[BEGIN]

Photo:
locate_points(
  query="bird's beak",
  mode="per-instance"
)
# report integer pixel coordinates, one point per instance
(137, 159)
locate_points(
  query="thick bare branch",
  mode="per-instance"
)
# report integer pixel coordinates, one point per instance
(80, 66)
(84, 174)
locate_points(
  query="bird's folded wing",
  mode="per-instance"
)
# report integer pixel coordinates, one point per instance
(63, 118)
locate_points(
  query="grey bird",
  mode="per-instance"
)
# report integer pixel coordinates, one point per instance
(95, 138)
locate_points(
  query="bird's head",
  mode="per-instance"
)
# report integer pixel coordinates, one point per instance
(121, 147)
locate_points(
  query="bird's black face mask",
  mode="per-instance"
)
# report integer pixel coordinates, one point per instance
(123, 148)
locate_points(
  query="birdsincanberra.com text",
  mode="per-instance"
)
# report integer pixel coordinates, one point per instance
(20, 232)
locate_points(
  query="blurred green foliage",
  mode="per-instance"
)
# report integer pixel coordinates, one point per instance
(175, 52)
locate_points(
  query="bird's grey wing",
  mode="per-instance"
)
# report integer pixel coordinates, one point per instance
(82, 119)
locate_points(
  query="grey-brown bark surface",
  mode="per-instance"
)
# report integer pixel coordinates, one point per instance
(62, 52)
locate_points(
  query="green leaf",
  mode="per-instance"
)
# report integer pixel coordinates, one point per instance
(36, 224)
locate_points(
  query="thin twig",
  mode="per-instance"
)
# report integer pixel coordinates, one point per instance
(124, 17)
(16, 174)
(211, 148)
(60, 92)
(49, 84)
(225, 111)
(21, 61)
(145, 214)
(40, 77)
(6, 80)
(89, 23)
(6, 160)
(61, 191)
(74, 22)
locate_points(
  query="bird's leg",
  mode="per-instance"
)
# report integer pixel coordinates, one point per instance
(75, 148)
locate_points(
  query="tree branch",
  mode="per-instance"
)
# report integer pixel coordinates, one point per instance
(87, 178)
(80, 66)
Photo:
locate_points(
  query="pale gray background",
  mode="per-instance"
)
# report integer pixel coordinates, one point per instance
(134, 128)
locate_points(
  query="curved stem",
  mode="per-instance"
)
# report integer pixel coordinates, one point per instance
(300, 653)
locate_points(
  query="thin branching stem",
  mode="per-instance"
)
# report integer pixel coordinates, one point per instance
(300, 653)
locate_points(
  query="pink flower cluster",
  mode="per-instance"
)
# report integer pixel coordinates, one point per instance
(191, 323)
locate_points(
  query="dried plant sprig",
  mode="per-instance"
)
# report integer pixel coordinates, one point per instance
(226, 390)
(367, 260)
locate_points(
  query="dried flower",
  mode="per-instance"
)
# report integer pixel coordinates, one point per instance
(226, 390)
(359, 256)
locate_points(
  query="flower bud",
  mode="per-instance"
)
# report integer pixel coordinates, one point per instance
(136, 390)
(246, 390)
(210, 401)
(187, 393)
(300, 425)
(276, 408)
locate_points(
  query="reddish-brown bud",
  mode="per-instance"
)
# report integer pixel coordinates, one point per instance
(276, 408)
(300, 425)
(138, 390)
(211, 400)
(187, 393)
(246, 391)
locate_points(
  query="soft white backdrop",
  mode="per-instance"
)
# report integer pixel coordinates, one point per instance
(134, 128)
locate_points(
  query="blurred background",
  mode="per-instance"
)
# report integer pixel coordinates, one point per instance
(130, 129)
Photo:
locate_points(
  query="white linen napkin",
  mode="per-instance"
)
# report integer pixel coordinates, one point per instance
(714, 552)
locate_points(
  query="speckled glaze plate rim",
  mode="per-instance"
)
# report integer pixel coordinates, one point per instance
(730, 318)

[END]

GOAL OF THE EXERCISE | Write all of the records out again exactly.

THE RESPONSE |
Photo:
locate_points(
  query="bird's beak",
  mode="per-instance"
)
# report integer pixel coordinates, one point per instance
(137, 159)
locate_points(
  query="thick bare branch",
  mode="per-instance"
)
# report integer pixel coordinates, one point per instance
(80, 66)
(84, 174)
locate_points(
  query="bird's folded wing",
  mode="per-instance"
)
# report integer pixel coordinates, one point per instance
(63, 118)
locate_points(
  query="grey bird",
  mode="per-instance"
)
# report integer pixel coordinates, one point per instance
(95, 138)
locate_points(
  query="bird's head",
  mode="per-instance"
)
# report integer pixel coordinates, one point per instance
(121, 147)
locate_points(
  query="bird's black face mask",
  mode="per-instance"
)
# report integer pixel coordinates, one point per instance
(123, 148)
locate_points(
  query="birdsincanberra.com text",
  mode="per-instance"
)
# report integer pixel coordinates, one point per instance
(20, 232)
locate_points(
  query="blurred green foliage",
  mode="per-instance"
)
# report integer pixel coordinates, one point per instance
(175, 52)
locate_points(
  query="bird's grey wing",
  mode="per-instance"
)
# report integer pixel coordinates, one point per instance
(82, 119)
locate_points(
  query="grey-brown bark surface",
  mode="per-instance"
)
# report integer pixel coordinates, one point per instance
(62, 52)
locate_points(
  query="green leaf",
  mode="per-instance"
)
# report integer pixel coordinates, one point per instance
(36, 224)
locate_points(
  query="thin twig",
  mode="per-instance"
)
# report integer pixel coordinates, one point per instance
(124, 17)
(16, 174)
(211, 148)
(60, 92)
(49, 84)
(225, 111)
(21, 61)
(145, 214)
(40, 77)
(6, 80)
(89, 23)
(6, 160)
(61, 191)
(74, 22)
locate_points(
  query="bird's leg",
  mode="per-instance"
)
# report integer pixel coordinates, one point per instance
(75, 148)
locate_points(
  query="tree branch",
  mode="per-instance"
)
# report integer pixel coordinates, one point per instance
(87, 178)
(80, 66)
Photo:
locate_points(
  query="pale gray background",
  mode="per-instance"
)
# report integer pixel coordinates, one point per instance
(134, 128)
locate_points(
  query="curved stem",
  mode="per-instance"
)
# report integer pixel coordinates, one point per instance
(300, 653)
locate_points(
  query="thin branching stem",
  mode="per-instance"
)
# report integer pixel coordinates, one point per instance
(300, 653)
locate_points(
  query="pink flower cluster",
  mode="per-instance"
)
# report integer pixel coordinates, one point per instance
(191, 323)
locate_points(
  query="dried plant sprig",
  mode="per-instance"
)
# report integer pixel coordinates, one point per instance
(226, 390)
(367, 260)
locate_points(
  query="dried flower",
  mode="per-instance"
)
# report integer pixel coordinates, one point per instance
(226, 390)
(359, 256)
locate_points(
  query="flower bud",
  mode="per-instance"
)
# report integer pixel coordinates, one point per instance
(136, 390)
(246, 390)
(210, 401)
(187, 393)
(300, 425)
(276, 408)
locate_points(
  query="reddish-brown bud",
  mode="per-instance"
)
# report integer pixel coordinates, one point per instance
(276, 408)
(300, 425)
(138, 390)
(211, 400)
(187, 393)
(246, 391)
locate_points(
  query="soft white backdrop",
  mode="per-instance"
)
# report integer pixel coordinates, one point per instance
(134, 128)
locate_points(
  query="blurred background",
  mode="per-instance"
)
# report integer pixel coordinates, one point per instance
(130, 129)
Photo:
locate_points(
  query="white linen napkin",
  mode="per-instance"
)
# report integer pixel coordinates, one point per instance
(714, 552)
locate_points(
  query="speckled glaze plate rim",
  mode="per-instance"
)
# report integer pixel coordinates, one point per instance
(730, 318)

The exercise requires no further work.